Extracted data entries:
===============
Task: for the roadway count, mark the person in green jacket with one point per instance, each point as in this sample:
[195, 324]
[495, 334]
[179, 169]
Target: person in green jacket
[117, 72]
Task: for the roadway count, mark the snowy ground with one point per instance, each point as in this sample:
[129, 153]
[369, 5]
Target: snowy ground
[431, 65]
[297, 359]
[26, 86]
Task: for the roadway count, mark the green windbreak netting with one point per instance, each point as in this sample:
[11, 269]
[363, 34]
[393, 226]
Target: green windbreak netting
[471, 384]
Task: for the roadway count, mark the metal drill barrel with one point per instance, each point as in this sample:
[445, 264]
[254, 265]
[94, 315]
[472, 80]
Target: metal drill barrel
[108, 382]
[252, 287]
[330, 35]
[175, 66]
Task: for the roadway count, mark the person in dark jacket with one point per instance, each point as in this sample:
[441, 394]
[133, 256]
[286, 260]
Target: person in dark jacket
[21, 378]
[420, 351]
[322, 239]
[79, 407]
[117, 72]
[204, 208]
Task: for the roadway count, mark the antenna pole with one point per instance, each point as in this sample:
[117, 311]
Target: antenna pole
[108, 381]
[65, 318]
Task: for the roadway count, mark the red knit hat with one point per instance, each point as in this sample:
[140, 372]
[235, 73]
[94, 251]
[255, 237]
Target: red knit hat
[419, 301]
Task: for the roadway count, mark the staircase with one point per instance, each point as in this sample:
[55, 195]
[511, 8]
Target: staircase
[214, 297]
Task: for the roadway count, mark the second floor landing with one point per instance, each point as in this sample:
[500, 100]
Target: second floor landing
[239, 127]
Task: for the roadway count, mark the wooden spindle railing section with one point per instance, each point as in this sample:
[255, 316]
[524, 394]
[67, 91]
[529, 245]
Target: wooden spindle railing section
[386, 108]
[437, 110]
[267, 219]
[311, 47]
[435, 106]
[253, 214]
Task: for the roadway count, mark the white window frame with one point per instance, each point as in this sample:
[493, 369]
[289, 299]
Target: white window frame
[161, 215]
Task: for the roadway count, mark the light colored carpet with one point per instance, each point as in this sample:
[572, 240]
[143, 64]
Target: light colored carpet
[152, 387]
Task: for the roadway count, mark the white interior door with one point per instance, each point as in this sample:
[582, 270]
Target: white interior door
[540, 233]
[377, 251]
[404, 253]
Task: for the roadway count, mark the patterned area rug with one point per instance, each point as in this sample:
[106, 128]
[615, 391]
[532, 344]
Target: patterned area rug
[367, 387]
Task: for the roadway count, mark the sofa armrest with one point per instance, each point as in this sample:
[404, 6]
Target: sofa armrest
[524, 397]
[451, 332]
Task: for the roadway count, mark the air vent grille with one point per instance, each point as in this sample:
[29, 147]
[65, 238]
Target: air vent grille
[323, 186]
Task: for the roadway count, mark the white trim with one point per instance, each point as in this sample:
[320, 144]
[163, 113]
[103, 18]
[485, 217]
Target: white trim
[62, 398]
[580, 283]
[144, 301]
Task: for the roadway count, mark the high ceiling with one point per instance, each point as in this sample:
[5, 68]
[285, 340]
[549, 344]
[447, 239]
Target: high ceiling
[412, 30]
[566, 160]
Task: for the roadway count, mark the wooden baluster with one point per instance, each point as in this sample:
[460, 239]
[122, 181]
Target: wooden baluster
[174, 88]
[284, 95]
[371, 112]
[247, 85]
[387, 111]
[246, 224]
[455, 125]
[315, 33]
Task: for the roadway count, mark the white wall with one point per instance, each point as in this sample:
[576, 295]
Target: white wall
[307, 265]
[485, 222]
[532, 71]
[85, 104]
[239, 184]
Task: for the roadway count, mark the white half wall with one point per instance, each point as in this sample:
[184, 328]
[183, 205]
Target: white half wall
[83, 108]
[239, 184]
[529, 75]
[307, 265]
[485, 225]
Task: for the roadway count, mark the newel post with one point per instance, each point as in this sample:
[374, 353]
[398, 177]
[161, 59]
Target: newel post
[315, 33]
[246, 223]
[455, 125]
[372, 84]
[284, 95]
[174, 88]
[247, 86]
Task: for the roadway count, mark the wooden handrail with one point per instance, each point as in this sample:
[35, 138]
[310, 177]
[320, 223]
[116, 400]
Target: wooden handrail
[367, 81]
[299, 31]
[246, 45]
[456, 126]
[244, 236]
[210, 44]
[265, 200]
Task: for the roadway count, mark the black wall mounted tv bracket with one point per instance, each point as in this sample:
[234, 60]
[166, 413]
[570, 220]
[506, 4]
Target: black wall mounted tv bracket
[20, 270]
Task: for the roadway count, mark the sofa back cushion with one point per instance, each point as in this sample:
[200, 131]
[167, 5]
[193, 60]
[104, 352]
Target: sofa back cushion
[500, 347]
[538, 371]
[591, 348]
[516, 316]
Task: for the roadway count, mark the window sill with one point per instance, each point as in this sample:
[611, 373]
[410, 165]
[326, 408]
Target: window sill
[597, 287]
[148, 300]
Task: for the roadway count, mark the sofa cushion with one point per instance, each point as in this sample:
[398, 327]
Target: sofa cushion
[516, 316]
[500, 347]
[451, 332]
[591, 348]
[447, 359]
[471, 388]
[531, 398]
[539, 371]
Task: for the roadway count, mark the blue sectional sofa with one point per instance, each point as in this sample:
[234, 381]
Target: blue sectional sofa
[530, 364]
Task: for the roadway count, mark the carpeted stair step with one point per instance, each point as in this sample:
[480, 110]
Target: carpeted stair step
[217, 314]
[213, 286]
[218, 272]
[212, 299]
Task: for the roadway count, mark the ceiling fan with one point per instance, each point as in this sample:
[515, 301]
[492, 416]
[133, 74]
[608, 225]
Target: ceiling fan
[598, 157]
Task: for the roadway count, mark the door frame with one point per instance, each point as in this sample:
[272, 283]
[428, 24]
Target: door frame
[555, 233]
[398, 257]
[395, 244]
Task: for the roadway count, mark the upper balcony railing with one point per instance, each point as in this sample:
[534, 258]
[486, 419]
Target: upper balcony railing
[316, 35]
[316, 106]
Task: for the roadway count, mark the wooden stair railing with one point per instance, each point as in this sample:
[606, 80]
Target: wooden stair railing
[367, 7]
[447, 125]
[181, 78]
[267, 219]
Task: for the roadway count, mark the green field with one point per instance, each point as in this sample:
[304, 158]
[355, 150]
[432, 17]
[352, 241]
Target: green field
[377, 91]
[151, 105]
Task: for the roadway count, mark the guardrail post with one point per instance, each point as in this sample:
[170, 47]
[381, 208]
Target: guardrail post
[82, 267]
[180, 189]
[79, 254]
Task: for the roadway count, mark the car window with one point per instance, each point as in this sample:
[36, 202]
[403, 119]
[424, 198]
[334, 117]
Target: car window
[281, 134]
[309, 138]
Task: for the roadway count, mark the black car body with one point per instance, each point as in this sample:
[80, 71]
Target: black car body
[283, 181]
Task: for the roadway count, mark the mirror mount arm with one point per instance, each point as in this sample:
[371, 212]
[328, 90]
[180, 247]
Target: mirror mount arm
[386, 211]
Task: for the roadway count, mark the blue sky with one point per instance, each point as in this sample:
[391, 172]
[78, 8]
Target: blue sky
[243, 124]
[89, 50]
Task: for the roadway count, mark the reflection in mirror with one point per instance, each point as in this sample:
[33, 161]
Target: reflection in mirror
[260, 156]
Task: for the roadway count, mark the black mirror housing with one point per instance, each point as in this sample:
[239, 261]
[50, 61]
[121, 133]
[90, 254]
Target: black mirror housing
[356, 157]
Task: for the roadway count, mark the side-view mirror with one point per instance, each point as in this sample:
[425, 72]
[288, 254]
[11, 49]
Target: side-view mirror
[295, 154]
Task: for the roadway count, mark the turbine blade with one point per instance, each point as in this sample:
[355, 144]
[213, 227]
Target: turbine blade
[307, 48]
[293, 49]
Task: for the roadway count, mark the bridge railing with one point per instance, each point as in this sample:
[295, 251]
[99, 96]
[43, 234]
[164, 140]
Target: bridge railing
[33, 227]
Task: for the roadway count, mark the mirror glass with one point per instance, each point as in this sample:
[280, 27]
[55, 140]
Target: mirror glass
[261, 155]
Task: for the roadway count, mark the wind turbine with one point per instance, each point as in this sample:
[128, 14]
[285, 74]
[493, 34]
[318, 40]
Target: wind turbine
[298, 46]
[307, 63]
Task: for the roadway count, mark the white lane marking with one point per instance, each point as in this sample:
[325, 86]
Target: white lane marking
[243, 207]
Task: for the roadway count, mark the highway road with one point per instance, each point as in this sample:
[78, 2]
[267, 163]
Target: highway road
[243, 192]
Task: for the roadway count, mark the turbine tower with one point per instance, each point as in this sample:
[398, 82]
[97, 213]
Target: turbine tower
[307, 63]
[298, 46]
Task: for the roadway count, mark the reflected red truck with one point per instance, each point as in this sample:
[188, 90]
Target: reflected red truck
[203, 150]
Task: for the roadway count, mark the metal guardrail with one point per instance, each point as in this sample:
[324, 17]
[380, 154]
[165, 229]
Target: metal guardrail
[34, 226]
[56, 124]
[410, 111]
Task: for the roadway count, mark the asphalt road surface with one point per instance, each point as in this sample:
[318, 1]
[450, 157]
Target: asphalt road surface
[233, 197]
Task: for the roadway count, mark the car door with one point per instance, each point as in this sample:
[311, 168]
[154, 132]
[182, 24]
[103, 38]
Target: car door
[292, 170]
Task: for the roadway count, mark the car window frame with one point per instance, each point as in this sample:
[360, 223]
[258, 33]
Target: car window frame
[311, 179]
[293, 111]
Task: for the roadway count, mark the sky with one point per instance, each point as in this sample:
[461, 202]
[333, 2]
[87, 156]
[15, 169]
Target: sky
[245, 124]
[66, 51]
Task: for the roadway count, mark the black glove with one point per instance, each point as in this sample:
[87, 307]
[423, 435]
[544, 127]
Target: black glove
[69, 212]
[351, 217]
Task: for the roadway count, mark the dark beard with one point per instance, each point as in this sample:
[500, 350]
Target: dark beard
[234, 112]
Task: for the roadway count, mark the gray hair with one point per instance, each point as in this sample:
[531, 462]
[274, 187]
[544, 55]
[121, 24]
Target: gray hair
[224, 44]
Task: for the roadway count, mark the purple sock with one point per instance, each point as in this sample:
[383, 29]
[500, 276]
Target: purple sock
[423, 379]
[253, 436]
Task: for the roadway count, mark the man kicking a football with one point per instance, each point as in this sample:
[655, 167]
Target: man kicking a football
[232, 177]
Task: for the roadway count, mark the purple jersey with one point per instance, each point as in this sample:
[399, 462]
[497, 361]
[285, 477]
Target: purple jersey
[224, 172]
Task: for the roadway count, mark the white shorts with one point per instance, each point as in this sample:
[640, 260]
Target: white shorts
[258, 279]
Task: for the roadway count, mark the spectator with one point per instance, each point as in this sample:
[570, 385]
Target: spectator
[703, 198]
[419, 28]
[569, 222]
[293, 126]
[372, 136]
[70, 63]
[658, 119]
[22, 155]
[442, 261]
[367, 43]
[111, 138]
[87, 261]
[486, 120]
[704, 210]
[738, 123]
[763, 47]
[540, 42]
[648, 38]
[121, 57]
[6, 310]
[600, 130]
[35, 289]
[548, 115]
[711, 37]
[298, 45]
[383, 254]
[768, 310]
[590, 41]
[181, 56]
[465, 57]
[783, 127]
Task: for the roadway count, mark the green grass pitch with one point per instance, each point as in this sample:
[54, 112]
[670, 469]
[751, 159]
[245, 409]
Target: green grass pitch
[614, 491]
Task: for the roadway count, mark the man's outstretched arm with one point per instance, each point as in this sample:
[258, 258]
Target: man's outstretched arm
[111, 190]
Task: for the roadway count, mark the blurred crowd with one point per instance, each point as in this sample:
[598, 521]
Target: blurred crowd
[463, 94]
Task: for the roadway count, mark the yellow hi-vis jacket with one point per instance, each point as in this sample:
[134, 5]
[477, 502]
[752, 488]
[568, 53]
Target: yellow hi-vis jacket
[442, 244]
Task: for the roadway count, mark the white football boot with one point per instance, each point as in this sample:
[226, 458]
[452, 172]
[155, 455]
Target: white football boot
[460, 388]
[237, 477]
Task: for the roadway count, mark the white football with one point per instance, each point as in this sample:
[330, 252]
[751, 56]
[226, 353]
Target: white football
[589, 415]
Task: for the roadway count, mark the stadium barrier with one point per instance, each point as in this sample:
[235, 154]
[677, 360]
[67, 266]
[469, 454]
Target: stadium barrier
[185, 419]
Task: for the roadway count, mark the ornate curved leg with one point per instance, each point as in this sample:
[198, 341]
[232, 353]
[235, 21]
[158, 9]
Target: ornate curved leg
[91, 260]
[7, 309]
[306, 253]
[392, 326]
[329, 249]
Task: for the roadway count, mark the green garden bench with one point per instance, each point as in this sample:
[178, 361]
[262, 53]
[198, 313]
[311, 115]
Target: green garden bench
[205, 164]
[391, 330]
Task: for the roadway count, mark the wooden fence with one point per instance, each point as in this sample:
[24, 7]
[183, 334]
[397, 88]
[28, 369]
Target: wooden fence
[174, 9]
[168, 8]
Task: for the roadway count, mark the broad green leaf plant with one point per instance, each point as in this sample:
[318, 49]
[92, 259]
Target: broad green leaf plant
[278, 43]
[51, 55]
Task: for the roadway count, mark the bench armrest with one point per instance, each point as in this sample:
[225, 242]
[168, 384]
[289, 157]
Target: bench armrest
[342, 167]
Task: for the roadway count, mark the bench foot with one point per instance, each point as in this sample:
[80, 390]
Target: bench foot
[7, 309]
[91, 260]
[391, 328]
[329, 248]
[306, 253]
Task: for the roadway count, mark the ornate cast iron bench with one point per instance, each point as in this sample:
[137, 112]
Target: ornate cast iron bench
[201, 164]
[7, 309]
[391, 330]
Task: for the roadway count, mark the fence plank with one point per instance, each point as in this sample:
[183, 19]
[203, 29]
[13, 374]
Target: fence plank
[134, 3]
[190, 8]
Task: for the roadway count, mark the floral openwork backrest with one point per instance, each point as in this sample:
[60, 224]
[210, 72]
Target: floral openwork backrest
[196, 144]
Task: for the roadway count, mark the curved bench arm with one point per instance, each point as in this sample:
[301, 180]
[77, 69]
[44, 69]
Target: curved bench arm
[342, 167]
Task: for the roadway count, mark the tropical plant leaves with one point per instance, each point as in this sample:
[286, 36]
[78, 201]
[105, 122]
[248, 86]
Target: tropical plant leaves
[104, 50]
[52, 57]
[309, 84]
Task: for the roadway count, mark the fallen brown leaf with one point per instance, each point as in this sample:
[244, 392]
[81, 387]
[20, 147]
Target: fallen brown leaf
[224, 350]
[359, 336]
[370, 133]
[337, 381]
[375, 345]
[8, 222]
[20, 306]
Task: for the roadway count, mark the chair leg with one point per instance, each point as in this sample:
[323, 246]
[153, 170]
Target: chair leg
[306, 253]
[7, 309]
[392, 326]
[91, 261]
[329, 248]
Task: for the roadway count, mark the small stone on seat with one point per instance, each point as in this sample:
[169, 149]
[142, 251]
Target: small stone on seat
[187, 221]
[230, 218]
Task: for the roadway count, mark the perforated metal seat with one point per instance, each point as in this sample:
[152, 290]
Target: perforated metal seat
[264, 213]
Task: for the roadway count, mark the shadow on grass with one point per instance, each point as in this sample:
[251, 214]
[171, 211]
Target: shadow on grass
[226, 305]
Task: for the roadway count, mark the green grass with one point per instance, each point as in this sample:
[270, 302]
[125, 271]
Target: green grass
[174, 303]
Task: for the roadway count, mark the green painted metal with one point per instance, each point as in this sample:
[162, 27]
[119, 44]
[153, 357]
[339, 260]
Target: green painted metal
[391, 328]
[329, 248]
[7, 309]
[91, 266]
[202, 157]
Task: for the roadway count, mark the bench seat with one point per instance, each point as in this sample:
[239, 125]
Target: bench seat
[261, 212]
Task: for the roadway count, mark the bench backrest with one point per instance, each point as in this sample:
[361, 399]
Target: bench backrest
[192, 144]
===============
* _TO DO_
Lines from the one containing "Task: for the roadway count, mark the green grass with" through the final line are to be given again verbatim, with nothing before or after.

* _TASK OUTPUT_
Task: for the roadway count, mark the green grass with one point per instance, each point as in this sample:
[270, 302]
[125, 271]
Target: green grass
[174, 303]
Task: for the roadway count, mark the green painted metal with one point per instance, each point as in this sample:
[162, 27]
[119, 44]
[153, 357]
[339, 260]
Target: green painted metal
[391, 328]
[329, 248]
[7, 309]
[91, 266]
[202, 157]
Task: for the roadway count, mark the bench seat with one point per instance, each point as in this sample:
[239, 125]
Target: bench seat
[261, 212]
Task: for the roadway count, mark the bench backrest with one point per instance, each point as in this sample:
[361, 399]
Target: bench backrest
[192, 144]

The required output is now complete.